Could you please return each line of the data that has the word "carriage"?

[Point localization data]
__________________________________________________
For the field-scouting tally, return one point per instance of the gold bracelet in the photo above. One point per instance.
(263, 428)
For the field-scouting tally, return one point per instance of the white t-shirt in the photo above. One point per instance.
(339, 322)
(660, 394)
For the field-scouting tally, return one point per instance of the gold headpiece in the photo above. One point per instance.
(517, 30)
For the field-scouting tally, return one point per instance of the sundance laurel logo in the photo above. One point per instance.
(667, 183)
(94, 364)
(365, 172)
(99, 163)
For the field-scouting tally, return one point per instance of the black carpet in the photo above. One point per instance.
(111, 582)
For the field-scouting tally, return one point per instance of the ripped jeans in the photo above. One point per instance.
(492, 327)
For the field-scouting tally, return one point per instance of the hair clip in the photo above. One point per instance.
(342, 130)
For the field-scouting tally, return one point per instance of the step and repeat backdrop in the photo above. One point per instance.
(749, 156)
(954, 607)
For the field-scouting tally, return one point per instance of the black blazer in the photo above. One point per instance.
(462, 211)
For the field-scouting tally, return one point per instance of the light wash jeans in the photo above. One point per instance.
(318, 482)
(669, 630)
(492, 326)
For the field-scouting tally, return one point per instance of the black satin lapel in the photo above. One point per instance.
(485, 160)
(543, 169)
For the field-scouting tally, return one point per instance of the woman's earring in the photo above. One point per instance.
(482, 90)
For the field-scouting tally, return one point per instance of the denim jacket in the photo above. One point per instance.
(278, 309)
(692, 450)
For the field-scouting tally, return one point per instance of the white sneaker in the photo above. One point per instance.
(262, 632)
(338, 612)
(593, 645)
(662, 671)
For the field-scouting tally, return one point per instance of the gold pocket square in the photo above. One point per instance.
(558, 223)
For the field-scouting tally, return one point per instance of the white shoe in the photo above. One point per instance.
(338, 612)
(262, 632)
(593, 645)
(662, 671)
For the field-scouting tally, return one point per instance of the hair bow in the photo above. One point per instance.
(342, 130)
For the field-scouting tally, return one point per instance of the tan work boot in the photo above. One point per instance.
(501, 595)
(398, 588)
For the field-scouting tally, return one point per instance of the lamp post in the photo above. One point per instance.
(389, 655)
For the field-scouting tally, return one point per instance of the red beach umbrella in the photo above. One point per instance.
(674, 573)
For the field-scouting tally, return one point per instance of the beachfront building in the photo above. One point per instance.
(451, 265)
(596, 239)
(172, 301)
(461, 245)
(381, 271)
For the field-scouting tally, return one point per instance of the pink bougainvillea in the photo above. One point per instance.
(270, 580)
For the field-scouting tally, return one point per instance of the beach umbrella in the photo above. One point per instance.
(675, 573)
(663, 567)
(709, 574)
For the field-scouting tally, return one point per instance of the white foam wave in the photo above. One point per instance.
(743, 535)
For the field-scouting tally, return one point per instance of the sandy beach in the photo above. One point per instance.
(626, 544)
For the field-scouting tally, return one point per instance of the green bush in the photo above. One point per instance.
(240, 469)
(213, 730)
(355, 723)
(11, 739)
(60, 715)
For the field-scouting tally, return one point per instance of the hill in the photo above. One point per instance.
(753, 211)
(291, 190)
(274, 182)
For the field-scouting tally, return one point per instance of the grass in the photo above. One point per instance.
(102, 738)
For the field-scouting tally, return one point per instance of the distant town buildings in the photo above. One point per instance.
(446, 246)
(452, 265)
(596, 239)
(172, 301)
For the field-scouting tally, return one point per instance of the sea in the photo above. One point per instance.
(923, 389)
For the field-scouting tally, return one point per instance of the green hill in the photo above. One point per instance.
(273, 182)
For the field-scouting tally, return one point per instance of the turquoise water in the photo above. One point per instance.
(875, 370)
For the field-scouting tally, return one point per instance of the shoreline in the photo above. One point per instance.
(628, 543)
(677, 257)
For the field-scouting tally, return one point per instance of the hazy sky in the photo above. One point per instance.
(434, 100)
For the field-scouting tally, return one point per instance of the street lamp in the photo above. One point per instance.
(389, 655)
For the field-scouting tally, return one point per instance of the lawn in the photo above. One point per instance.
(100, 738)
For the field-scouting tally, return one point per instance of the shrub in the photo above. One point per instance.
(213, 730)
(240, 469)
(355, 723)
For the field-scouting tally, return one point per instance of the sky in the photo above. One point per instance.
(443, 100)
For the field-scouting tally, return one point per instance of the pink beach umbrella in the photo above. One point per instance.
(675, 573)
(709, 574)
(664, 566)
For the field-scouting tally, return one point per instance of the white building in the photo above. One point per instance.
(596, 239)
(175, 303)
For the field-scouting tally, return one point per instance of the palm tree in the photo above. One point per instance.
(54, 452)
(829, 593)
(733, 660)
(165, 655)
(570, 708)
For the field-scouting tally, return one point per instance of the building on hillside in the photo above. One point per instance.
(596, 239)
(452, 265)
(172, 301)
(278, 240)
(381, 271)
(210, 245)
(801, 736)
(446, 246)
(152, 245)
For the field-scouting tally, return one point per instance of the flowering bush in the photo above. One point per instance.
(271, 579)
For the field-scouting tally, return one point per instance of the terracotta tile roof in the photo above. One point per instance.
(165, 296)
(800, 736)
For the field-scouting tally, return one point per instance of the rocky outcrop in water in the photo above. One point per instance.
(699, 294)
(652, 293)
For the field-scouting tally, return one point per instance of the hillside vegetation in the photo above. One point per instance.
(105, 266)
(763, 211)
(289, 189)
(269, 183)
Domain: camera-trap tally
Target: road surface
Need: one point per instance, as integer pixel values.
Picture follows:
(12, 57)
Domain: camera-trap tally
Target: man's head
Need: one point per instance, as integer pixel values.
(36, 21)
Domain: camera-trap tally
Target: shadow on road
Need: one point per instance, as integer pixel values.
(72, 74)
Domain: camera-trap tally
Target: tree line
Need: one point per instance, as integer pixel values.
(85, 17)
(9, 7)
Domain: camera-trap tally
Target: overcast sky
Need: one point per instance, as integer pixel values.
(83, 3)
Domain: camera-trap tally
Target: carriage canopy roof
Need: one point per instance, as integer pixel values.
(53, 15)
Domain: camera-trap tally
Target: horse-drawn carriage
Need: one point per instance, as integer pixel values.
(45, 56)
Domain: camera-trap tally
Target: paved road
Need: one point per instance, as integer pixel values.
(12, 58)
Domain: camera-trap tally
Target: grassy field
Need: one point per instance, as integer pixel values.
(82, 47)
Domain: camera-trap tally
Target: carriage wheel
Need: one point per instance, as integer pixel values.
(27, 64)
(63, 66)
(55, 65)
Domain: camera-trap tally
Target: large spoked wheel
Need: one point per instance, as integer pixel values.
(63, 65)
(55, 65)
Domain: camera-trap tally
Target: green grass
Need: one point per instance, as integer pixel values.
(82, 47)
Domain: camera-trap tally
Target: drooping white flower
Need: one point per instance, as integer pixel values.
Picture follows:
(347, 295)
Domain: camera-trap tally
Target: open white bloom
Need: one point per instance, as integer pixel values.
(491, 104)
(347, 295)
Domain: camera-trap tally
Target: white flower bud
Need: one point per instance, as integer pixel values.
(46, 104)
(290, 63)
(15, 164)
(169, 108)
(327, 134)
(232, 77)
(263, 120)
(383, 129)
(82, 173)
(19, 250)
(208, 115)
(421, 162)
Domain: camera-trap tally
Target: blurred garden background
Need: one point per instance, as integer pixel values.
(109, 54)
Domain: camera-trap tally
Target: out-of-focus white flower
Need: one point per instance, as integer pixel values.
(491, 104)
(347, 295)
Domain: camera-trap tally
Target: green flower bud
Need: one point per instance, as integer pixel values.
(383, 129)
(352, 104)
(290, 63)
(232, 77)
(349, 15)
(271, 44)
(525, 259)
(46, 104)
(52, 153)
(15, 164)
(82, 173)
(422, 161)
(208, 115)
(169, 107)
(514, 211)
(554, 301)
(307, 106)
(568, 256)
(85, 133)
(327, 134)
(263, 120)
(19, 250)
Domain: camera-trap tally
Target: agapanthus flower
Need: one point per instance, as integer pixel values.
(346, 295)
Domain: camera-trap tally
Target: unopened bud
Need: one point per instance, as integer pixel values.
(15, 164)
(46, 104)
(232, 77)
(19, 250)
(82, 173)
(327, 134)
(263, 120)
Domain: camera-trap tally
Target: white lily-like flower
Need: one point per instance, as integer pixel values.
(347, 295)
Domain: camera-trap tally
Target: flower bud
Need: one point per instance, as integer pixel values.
__________________________________________________
* _TASK RESPONSE_:
Target: carriage canopy roof
Target: horse-drawn carriage
Target: carriage wheel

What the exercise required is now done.